◆ DIRECTIONS ◆
Repeat word for word the passage from the essay below on raising a teenage son, starting at "Bruce Sallan: They" and ending at "on their own?".
* start TEXT PROVIDED *
Bruce Sallan: They say independence comes with the teenage years. I've witnessed my teenager go from clingy, in-my-face for every little thing, to closed door, on the phone, not interested in anything from Dad except what's in my wallet. Oh, and a ride whenever he wants to go somewhere. I know part of this is good, but the other part wonders how soon they are ready to be on their own?

Teen boy hiding something

Trust must be earned. Some things you just don't trust, don't take the risk, no matter what. A teen's brain just isn't fully developed, as hard as that is to believe, as the brain doesn't really fully mature till their mid-20s and, in the case of boys and men, maybe much later or never. Don't trust me on this -- do the research, it's a fact.

Am I to be his buddy or his dad? For instance, at school he got mixed grades on his first progress report but acted totally defensive when I questioned him. "Let me take care of it, Dad," he said. How many excuses add up to a cover-up?

This is my question, as the boy who adored his dad has become the moody alien everyone predicts of teenagers. And, now, he wants to date. What are the rules for dating for a 15-year-old? I asked him what it meant to date and he really didn't have an answer. He also wants to be allowed to stay at home, without an adult, on the occasion we go out of town without him.
* end TEXT PROVIDED *
* start ENTRIES SUPPLIED *
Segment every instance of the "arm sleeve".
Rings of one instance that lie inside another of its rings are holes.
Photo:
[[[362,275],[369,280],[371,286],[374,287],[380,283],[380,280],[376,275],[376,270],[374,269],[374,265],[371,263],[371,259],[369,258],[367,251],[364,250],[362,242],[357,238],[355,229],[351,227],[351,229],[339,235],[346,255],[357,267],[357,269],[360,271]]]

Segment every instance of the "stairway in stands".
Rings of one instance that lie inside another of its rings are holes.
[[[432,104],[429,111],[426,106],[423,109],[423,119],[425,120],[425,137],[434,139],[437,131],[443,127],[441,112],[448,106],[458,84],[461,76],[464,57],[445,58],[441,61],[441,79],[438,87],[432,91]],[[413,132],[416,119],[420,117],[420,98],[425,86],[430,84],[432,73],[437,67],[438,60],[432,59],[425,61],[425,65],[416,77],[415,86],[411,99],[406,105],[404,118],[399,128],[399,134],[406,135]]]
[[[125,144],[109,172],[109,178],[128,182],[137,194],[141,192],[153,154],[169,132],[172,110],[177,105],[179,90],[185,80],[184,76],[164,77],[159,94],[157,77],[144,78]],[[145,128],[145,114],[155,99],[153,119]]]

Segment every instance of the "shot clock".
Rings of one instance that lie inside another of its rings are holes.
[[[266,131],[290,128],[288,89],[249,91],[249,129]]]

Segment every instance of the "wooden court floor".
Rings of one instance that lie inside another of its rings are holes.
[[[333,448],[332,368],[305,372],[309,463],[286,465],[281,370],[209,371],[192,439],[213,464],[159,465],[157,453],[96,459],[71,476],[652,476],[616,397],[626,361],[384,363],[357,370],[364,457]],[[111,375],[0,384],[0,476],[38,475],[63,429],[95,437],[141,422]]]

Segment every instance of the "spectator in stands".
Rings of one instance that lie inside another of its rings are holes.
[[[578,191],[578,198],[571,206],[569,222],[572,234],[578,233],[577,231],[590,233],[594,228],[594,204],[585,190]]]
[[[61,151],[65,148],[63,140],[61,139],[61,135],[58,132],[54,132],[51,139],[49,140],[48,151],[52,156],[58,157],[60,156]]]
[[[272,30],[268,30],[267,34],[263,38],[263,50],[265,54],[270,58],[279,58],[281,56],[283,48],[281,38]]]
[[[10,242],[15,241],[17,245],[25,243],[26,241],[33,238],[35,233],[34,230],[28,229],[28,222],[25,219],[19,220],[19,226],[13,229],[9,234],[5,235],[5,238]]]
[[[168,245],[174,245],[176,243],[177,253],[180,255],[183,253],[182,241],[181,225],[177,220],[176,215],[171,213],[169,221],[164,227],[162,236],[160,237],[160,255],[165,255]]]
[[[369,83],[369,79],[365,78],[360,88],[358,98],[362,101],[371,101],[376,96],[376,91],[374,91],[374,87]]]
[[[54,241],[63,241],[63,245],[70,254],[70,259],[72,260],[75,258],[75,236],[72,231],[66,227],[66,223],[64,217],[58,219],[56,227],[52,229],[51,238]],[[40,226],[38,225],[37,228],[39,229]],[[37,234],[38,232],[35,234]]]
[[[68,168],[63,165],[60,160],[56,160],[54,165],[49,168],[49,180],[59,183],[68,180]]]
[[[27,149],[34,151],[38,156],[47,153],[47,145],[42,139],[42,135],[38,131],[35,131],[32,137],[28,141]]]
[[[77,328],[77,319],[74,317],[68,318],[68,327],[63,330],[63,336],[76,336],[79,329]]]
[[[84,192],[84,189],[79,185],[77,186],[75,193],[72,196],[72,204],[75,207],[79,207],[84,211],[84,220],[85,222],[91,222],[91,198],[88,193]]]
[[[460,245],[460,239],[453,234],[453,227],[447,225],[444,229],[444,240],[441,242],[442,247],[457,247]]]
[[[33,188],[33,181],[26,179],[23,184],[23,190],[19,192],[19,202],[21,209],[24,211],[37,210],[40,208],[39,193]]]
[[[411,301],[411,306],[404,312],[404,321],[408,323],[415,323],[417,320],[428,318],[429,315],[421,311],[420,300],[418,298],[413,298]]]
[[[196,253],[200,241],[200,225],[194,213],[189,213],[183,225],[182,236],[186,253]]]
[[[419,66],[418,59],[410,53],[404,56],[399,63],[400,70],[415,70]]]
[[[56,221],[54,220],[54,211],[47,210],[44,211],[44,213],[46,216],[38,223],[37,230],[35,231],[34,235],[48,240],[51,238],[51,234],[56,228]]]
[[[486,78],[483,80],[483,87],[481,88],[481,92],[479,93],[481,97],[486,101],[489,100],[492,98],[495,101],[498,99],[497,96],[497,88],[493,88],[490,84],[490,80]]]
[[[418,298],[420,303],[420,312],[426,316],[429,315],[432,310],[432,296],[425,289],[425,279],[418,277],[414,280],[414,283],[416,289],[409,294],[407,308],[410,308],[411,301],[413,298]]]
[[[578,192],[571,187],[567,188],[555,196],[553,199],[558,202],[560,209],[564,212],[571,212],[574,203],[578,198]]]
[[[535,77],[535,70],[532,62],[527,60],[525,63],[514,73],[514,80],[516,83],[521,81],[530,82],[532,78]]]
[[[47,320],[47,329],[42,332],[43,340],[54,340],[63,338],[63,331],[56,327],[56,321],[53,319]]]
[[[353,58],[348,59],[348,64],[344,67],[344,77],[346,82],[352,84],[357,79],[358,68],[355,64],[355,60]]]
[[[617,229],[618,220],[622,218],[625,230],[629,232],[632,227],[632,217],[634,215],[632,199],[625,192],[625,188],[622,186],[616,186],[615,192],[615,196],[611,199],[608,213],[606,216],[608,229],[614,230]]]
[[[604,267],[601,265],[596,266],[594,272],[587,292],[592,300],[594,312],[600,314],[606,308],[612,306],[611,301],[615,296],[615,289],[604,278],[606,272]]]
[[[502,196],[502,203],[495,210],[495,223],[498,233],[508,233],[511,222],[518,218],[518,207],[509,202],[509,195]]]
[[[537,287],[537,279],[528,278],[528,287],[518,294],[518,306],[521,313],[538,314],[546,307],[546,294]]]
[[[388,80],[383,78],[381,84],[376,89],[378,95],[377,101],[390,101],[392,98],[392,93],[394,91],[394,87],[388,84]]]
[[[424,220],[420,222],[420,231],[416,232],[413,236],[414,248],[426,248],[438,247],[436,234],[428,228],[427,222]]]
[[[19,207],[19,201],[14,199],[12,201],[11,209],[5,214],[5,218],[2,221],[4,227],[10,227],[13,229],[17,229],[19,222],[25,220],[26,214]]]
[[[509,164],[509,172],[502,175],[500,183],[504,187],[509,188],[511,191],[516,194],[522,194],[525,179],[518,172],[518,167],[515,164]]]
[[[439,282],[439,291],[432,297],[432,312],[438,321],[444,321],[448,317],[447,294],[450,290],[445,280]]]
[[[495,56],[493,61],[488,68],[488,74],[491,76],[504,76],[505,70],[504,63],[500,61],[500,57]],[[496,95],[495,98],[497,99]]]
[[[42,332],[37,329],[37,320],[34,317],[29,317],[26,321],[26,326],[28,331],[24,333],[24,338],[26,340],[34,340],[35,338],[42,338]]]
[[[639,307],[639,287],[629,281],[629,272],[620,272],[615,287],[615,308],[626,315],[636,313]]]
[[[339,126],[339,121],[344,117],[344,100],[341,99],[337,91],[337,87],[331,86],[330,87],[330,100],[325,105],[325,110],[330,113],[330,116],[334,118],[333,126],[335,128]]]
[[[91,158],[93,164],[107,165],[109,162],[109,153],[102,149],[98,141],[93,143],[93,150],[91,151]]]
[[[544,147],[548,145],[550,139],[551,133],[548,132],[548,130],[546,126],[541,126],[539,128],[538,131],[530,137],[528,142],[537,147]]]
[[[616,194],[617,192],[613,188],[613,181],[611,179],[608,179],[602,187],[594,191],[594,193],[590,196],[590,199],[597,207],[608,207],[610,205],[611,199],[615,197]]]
* end ENTRIES SUPPLIED *
◆ REPLY ◆
Bruce Sallan: They say independence comes with the teenage years. I've witnessed my teenager go from clingy, in-my-face for every little thing, to closed door, on the phone, not interested in anything from Dad except what's in my wallet. Oh, and a ride whenever he wants to go somewhere. I know part of this is good, but the other part wonders how soon they are ready to be on their own?